* [THE TASK]
Please write out the whole abstract below on heart attack and stroke hospitalizations, word for word.

* [EXTRACT]

○ ○ ○ ○ ○

Abstract 1937: Comparison in Occurrence, Clinical Profile, and Mortality of Patients with Acute Myocardial Infarction and Stroke, Alone and in Combination (A Statewide Report)
Background. Acute myocardial infarction (AMI) and stroke (CVA) are complications of atherosclerosis which account for a high proportion of mortality and disability in the US. However, there are limited data comparing the occurrence, characteristics, and outcomes of these events alone and in combination at the population level.
Methods. Using the Myocardial Infarction Data Acquisition System (MIDAS), a New Jersey statewide database, we studied all hospitalized myocardial infarctions and strokes in 2004. Results. There were 21,432 hospitalizations for AMI, 14,049 hospitalizations for CVA, and in 657 instances, both AMI and CVA occurred in the same hospitalization. The rates per 100,000 population for AMI were 297 for men and 200 for women, for CVA were 151 for men and 173 for women, and for both diagnoses were 6.43 for men and 8.70 for women. Compared to patients with AMI, those with CVA were older (73.3 vs. 69.2 years; P<0.0001), more likely to be women (54% vs. 42%; P=0.01), black (16% vs. 8%), and to have hypertension (74% vs. 60%; P<0.0001), and less likely to have renal disease (4.2% vs. 9.6%; P<0.0001). They also had a longer mean length of hospital stay (8.2 vs. 7.2 days; P<0.0001) and higher in-hospital mortality (9.61% vs. 7.11%; P<0.0001). Patients with both diagnoses in the same hospitalization had a median age of 74 years, were 59% women, and 13% black. More of these patients had renal disease (15.7%) but fewer had hypertension (52%). Their mean hospital stay was longer (12.9 days). Patients with both AMI and CVA had significantly higher in-hospital mortality than those with either diagnosis alone (29.53%; P<0.0001).

○ ○ ○ ○ ○

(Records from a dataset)
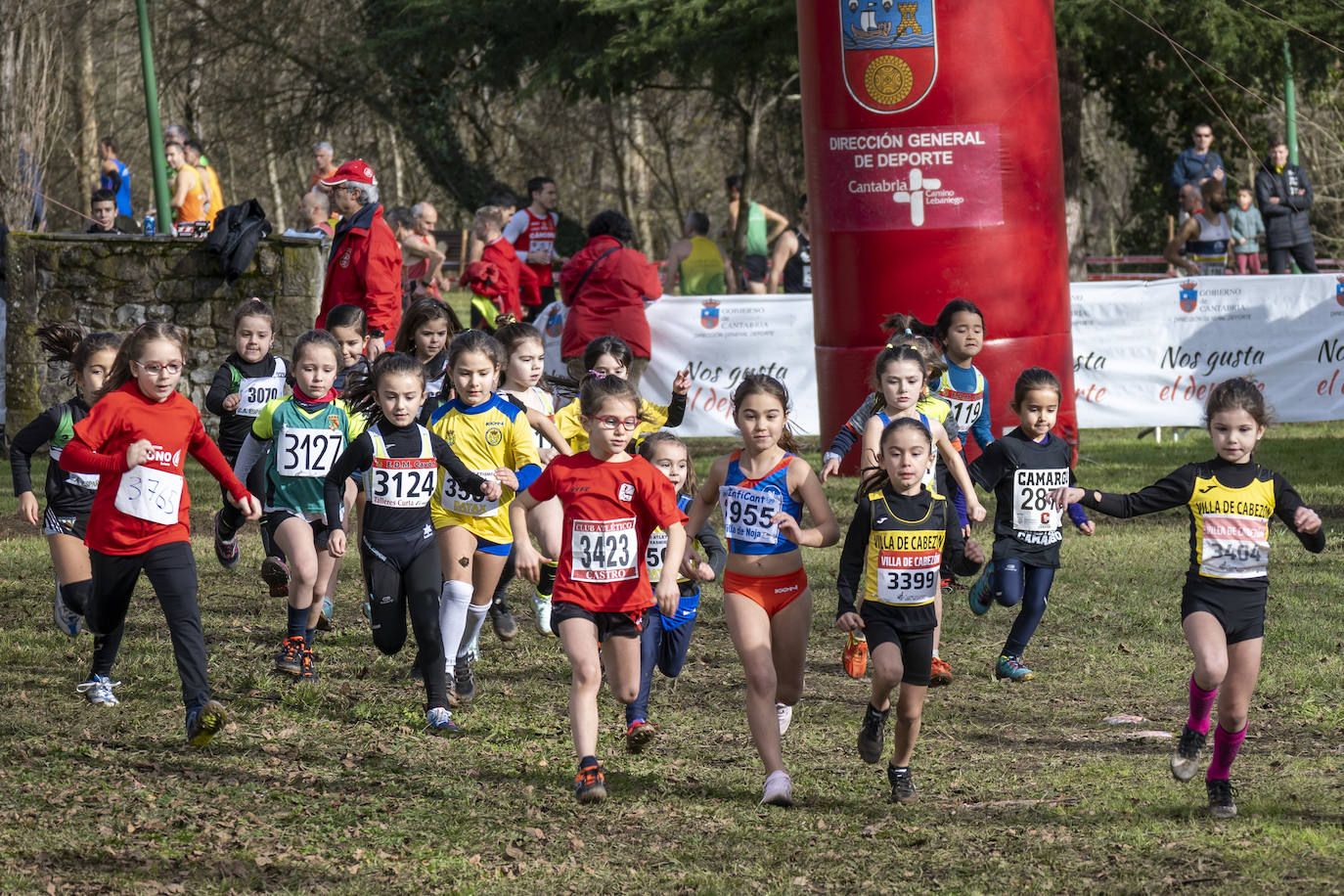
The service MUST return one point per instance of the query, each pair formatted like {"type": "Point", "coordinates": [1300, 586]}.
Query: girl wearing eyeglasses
{"type": "Point", "coordinates": [611, 504]}
{"type": "Point", "coordinates": [136, 439]}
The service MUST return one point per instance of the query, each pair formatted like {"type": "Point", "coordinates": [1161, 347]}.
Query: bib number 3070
{"type": "Point", "coordinates": [604, 550]}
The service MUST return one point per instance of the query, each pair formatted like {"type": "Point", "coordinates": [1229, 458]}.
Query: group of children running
{"type": "Point", "coordinates": [452, 458]}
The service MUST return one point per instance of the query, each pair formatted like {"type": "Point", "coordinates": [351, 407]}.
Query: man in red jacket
{"type": "Point", "coordinates": [365, 266]}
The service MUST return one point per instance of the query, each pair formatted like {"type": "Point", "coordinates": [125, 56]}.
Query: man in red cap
{"type": "Point", "coordinates": [365, 266]}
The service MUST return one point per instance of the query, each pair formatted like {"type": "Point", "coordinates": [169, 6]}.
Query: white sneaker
{"type": "Point", "coordinates": [785, 715]}
{"type": "Point", "coordinates": [67, 619]}
{"type": "Point", "coordinates": [779, 790]}
{"type": "Point", "coordinates": [98, 691]}
{"type": "Point", "coordinates": [542, 612]}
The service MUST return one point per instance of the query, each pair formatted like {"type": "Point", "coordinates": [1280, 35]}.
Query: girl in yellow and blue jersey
{"type": "Point", "coordinates": [495, 441]}
{"type": "Point", "coordinates": [1230, 500]}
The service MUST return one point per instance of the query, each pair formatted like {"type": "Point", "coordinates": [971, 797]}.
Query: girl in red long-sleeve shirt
{"type": "Point", "coordinates": [135, 438]}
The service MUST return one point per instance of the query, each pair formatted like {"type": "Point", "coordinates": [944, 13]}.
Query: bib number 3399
{"type": "Point", "coordinates": [604, 550]}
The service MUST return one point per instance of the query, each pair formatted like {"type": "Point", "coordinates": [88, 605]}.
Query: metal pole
{"type": "Point", "coordinates": [157, 140]}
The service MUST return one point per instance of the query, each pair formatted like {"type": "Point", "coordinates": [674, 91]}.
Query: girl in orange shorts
{"type": "Point", "coordinates": [761, 492]}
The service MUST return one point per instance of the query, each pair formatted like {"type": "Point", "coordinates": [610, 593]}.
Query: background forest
{"type": "Point", "coordinates": [642, 105]}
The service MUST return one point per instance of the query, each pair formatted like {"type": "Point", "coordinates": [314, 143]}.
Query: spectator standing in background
{"type": "Point", "coordinates": [1283, 197]}
{"type": "Point", "coordinates": [114, 175]}
{"type": "Point", "coordinates": [365, 266]}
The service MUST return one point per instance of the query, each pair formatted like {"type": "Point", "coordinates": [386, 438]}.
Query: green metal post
{"type": "Point", "coordinates": [157, 141]}
{"type": "Point", "coordinates": [1289, 105]}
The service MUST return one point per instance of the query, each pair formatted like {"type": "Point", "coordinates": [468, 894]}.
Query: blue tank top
{"type": "Point", "coordinates": [747, 507]}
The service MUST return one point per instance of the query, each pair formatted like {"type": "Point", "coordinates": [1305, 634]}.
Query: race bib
{"type": "Point", "coordinates": [459, 499]}
{"type": "Point", "coordinates": [604, 550]}
{"type": "Point", "coordinates": [402, 482]}
{"type": "Point", "coordinates": [654, 554]}
{"type": "Point", "coordinates": [1032, 508]}
{"type": "Point", "coordinates": [151, 495]}
{"type": "Point", "coordinates": [908, 576]}
{"type": "Point", "coordinates": [747, 514]}
{"type": "Point", "coordinates": [254, 391]}
{"type": "Point", "coordinates": [1234, 547]}
{"type": "Point", "coordinates": [306, 453]}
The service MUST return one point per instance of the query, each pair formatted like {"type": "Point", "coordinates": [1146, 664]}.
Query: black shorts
{"type": "Point", "coordinates": [908, 628]}
{"type": "Point", "coordinates": [609, 625]}
{"type": "Point", "coordinates": [754, 269]}
{"type": "Point", "coordinates": [1240, 614]}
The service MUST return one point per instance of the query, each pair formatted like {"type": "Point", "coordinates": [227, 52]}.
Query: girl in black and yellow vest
{"type": "Point", "coordinates": [895, 543]}
{"type": "Point", "coordinates": [1230, 501]}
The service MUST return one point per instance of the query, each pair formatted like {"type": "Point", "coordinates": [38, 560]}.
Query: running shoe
{"type": "Point", "coordinates": [98, 691]}
{"type": "Point", "coordinates": [940, 673]}
{"type": "Point", "coordinates": [542, 614]}
{"type": "Point", "coordinates": [290, 658]}
{"type": "Point", "coordinates": [441, 722]}
{"type": "Point", "coordinates": [204, 723]}
{"type": "Point", "coordinates": [306, 670]}
{"type": "Point", "coordinates": [324, 622]}
{"type": "Point", "coordinates": [466, 680]}
{"type": "Point", "coordinates": [1221, 798]}
{"type": "Point", "coordinates": [1012, 669]}
{"type": "Point", "coordinates": [639, 735]}
{"type": "Point", "coordinates": [67, 621]}
{"type": "Point", "coordinates": [503, 621]}
{"type": "Point", "coordinates": [873, 733]}
{"type": "Point", "coordinates": [590, 784]}
{"type": "Point", "coordinates": [1186, 759]}
{"type": "Point", "coordinates": [226, 550]}
{"type": "Point", "coordinates": [855, 655]}
{"type": "Point", "coordinates": [981, 594]}
{"type": "Point", "coordinates": [779, 790]}
{"type": "Point", "coordinates": [274, 572]}
{"type": "Point", "coordinates": [902, 786]}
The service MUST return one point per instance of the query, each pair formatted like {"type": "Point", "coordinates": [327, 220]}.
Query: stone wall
{"type": "Point", "coordinates": [117, 283]}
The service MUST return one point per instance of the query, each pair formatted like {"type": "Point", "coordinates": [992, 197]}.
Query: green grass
{"type": "Point", "coordinates": [334, 786]}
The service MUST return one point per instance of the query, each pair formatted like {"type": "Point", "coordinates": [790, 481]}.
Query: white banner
{"type": "Point", "coordinates": [1146, 353]}
{"type": "Point", "coordinates": [722, 338]}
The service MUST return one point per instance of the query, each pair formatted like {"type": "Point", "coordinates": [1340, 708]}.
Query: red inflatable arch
{"type": "Point", "coordinates": [934, 172]}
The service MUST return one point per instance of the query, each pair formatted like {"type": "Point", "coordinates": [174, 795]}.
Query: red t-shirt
{"type": "Point", "coordinates": [610, 510]}
{"type": "Point", "coordinates": [143, 508]}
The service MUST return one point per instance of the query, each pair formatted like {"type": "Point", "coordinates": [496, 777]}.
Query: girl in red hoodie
{"type": "Point", "coordinates": [135, 438]}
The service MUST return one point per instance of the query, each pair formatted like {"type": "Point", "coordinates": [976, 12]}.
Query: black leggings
{"type": "Point", "coordinates": [402, 575]}
{"type": "Point", "coordinates": [171, 569]}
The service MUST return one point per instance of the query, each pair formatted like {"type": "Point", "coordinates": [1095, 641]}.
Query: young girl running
{"type": "Point", "coordinates": [1023, 469]}
{"type": "Point", "coordinates": [610, 356]}
{"type": "Point", "coordinates": [667, 637]}
{"type": "Point", "coordinates": [611, 504]}
{"type": "Point", "coordinates": [68, 495]}
{"type": "Point", "coordinates": [135, 438]}
{"type": "Point", "coordinates": [761, 490]}
{"type": "Point", "coordinates": [304, 432]}
{"type": "Point", "coordinates": [1230, 499]}
{"type": "Point", "coordinates": [890, 561]}
{"type": "Point", "coordinates": [495, 441]}
{"type": "Point", "coordinates": [398, 458]}
{"type": "Point", "coordinates": [247, 379]}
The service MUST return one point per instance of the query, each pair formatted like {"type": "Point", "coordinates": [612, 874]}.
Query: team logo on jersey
{"type": "Point", "coordinates": [1188, 295]}
{"type": "Point", "coordinates": [710, 313]}
{"type": "Point", "coordinates": [890, 51]}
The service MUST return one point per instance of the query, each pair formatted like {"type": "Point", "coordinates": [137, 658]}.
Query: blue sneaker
{"type": "Point", "coordinates": [981, 594]}
{"type": "Point", "coordinates": [204, 722]}
{"type": "Point", "coordinates": [98, 691]}
{"type": "Point", "coordinates": [441, 722]}
{"type": "Point", "coordinates": [1012, 669]}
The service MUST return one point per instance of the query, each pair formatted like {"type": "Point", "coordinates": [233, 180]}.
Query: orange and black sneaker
{"type": "Point", "coordinates": [590, 786]}
{"type": "Point", "coordinates": [855, 657]}
{"type": "Point", "coordinates": [940, 673]}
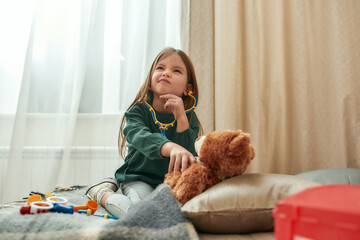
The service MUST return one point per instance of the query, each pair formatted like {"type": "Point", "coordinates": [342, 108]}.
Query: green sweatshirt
{"type": "Point", "coordinates": [144, 161]}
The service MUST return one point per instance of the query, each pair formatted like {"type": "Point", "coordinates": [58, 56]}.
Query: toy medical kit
{"type": "Point", "coordinates": [325, 212]}
{"type": "Point", "coordinates": [164, 126]}
{"type": "Point", "coordinates": [106, 216]}
{"type": "Point", "coordinates": [59, 200]}
{"type": "Point", "coordinates": [33, 198]}
{"type": "Point", "coordinates": [90, 205]}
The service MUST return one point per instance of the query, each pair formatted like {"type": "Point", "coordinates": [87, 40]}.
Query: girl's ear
{"type": "Point", "coordinates": [188, 88]}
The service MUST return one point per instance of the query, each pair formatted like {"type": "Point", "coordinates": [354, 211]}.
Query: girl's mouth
{"type": "Point", "coordinates": [164, 80]}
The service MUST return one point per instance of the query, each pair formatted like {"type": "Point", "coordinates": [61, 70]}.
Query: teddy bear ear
{"type": "Point", "coordinates": [199, 141]}
{"type": "Point", "coordinates": [239, 143]}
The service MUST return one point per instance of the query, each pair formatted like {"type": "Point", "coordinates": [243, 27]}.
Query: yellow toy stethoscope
{"type": "Point", "coordinates": [164, 126]}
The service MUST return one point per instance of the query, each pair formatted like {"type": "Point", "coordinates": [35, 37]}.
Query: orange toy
{"type": "Point", "coordinates": [91, 204]}
{"type": "Point", "coordinates": [223, 154]}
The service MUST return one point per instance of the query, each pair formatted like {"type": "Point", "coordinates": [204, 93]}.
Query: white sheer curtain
{"type": "Point", "coordinates": [68, 70]}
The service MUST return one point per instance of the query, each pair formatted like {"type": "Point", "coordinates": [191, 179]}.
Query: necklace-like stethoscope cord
{"type": "Point", "coordinates": [164, 126]}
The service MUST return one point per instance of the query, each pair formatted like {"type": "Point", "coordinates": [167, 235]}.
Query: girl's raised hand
{"type": "Point", "coordinates": [180, 157]}
{"type": "Point", "coordinates": [176, 104]}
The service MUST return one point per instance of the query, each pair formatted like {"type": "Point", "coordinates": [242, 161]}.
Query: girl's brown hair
{"type": "Point", "coordinates": [146, 94]}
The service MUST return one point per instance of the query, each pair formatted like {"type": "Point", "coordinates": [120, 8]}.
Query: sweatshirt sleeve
{"type": "Point", "coordinates": [140, 136]}
{"type": "Point", "coordinates": [187, 138]}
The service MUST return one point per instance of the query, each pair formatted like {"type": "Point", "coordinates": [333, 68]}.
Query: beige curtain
{"type": "Point", "coordinates": [286, 71]}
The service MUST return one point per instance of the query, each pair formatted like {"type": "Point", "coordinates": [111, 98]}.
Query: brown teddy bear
{"type": "Point", "coordinates": [222, 154]}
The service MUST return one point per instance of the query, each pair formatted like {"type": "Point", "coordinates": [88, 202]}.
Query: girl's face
{"type": "Point", "coordinates": [170, 77]}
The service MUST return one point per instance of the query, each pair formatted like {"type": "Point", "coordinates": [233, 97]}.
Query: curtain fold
{"type": "Point", "coordinates": [286, 72]}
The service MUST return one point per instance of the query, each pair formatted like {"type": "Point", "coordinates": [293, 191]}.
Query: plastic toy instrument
{"type": "Point", "coordinates": [88, 212]}
{"type": "Point", "coordinates": [164, 126]}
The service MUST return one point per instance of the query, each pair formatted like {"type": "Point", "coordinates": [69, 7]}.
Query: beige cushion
{"type": "Point", "coordinates": [242, 204]}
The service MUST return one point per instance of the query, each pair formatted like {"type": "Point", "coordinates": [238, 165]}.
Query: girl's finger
{"type": "Point", "coordinates": [184, 164]}
{"type": "Point", "coordinates": [177, 164]}
{"type": "Point", "coordinates": [171, 165]}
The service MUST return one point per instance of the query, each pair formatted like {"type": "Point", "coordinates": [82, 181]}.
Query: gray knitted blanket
{"type": "Point", "coordinates": [157, 217]}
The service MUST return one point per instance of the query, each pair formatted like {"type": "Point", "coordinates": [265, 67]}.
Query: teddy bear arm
{"type": "Point", "coordinates": [191, 183]}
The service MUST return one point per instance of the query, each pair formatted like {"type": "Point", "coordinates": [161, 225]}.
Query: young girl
{"type": "Point", "coordinates": [153, 151]}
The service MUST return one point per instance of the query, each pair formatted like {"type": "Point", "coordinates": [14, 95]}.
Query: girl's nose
{"type": "Point", "coordinates": [166, 74]}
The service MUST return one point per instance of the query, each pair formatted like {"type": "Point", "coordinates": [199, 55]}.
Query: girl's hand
{"type": "Point", "coordinates": [177, 108]}
{"type": "Point", "coordinates": [176, 104]}
{"type": "Point", "coordinates": [179, 157]}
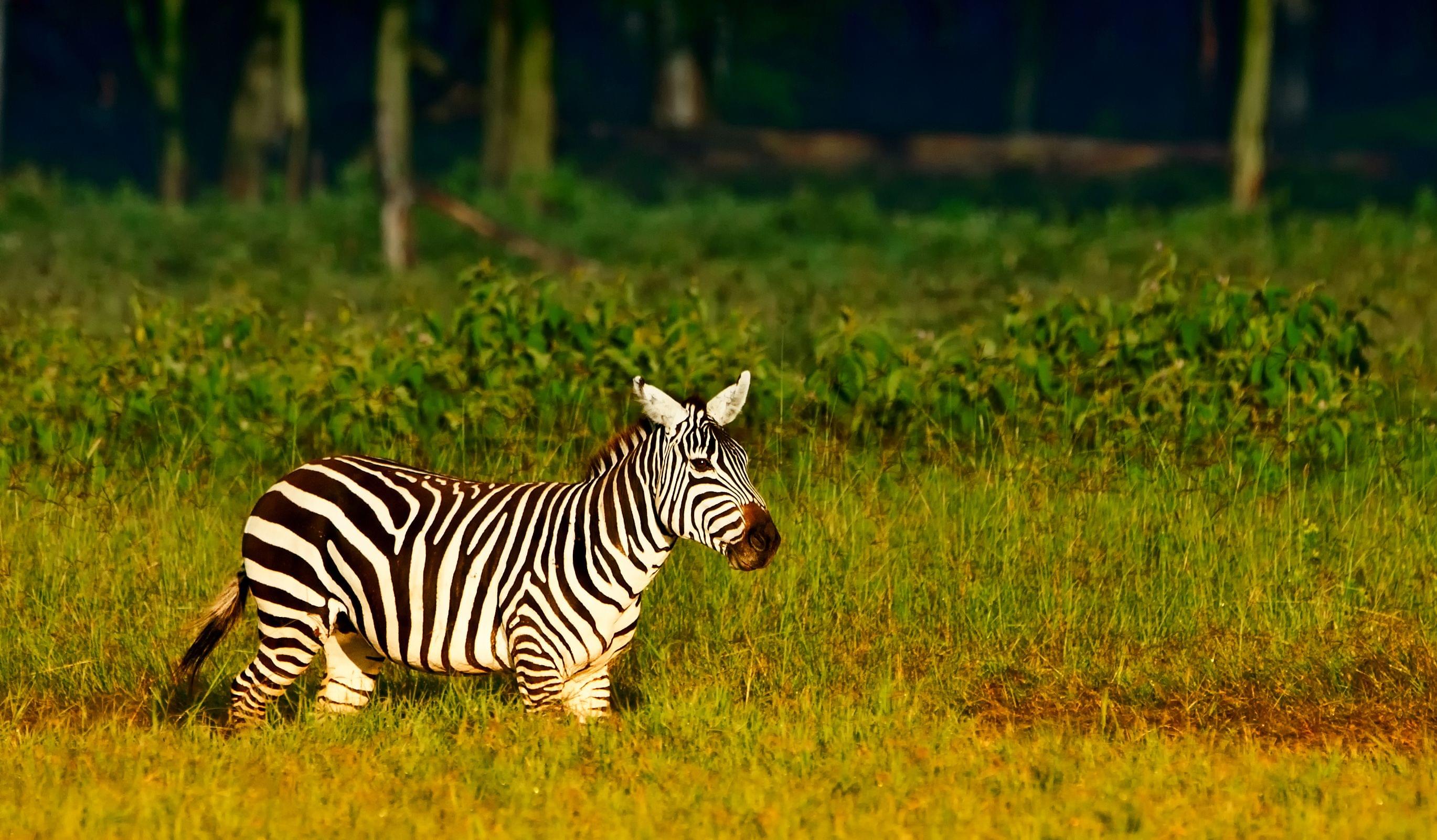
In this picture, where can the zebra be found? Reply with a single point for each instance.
(371, 560)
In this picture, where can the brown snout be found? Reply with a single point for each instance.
(761, 540)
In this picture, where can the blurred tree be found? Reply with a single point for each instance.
(519, 108)
(532, 128)
(1251, 111)
(680, 97)
(499, 92)
(3, 5)
(394, 125)
(271, 107)
(160, 58)
(1029, 62)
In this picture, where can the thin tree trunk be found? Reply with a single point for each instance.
(295, 104)
(3, 8)
(253, 115)
(680, 101)
(162, 67)
(499, 94)
(1029, 61)
(532, 141)
(173, 158)
(1251, 112)
(393, 134)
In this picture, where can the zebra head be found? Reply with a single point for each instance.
(703, 488)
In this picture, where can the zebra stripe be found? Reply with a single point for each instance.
(371, 560)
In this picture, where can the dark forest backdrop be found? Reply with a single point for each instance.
(1347, 73)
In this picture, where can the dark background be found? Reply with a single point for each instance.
(77, 104)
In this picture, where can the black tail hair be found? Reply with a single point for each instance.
(219, 618)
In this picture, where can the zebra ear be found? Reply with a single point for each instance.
(657, 406)
(729, 402)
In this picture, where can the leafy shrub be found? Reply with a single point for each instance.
(1183, 367)
(1209, 365)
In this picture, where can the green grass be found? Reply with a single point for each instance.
(1025, 638)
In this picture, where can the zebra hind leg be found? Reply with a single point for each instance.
(587, 694)
(286, 648)
(351, 671)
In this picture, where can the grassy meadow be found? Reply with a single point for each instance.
(1088, 529)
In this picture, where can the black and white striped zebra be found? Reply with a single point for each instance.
(371, 560)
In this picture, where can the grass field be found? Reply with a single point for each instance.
(1024, 638)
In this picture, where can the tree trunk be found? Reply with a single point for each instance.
(173, 160)
(1251, 112)
(1029, 61)
(499, 94)
(3, 8)
(269, 110)
(532, 141)
(294, 102)
(253, 115)
(162, 67)
(680, 101)
(393, 134)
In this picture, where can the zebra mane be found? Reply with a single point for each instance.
(620, 444)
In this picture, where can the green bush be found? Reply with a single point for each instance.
(1179, 365)
(1187, 368)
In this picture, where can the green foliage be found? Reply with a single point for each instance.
(1212, 367)
(1179, 365)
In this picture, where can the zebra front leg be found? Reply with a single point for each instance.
(351, 673)
(286, 648)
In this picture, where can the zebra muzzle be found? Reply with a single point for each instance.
(759, 542)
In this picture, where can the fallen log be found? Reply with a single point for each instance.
(735, 150)
(547, 258)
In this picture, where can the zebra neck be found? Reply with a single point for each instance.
(627, 494)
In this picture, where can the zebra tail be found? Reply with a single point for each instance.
(217, 621)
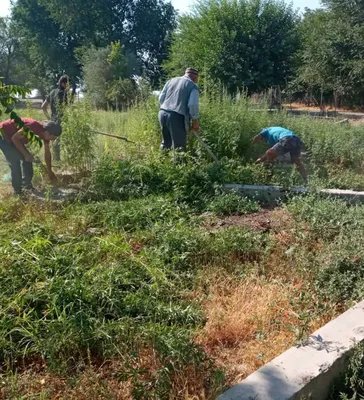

○ ○ ○ ○ ○

* [OUTPUT BELOW]
Abstract 1937: Comparison in Occurrence, Clinical Profile, and Mortality of Patients with Acute Myocardial Infarction and Stroke, Alone and in Combination (A Statewide Report)
Background. Acute myocardial infarction (AMI) and stroke (CVA) are complications of atherosclerosis which account for a high proportion of mortality and disability in the US. However, there are limited data comparing the occurrence, characteristics, and outcomes of these events alone and in combination at the population level.
Methods. Using the Myocardial Infarction Data Acquisition System (MIDAS), a New Jersey statewide database, we studied all hospitalized myocardial infarctions and strokes in 2004. Results. There were 21,432 hospitalizations for AMI, 14,049 hospitalizations for CVA, and in 657 instances, both AMI and CVA occurred in the same hospitalization. The rates per 100,000 population for AMI were 297 for men and 200 for women, for CVA were 151 for men and 173 for women, and for both diagnoses were 6.43 for men and 8.70 for women. Compared to patients with AMI, those with CVA were older (73.3 vs. 69.2 years; P<0.0001), more likely to be women (54% vs. 42%; P=0.01), black (16% vs. 8%), and to have hypertension (74% vs. 60%; P<0.0001), and less likely to have renal disease (4.2% vs. 9.6%; P<0.0001). They also had a longer mean length of hospital stay (8.2 vs. 7.2 days; P<0.0001) and higher in-hospital mortality (9.61% vs. 7.11%; P<0.0001). Patients with both diagnoses in the same hospitalization had a median age of 74 years, were 59% women, and 13% black. More of these patients had renal disease (15.7%) but fewer had hypertension (52%). Their mean hospital stay was longer (12.9 days). Patients with both AMI and CVA had significantly higher in-hospital mortality than those with either diagnosis alone (29.53%; P<0.0001).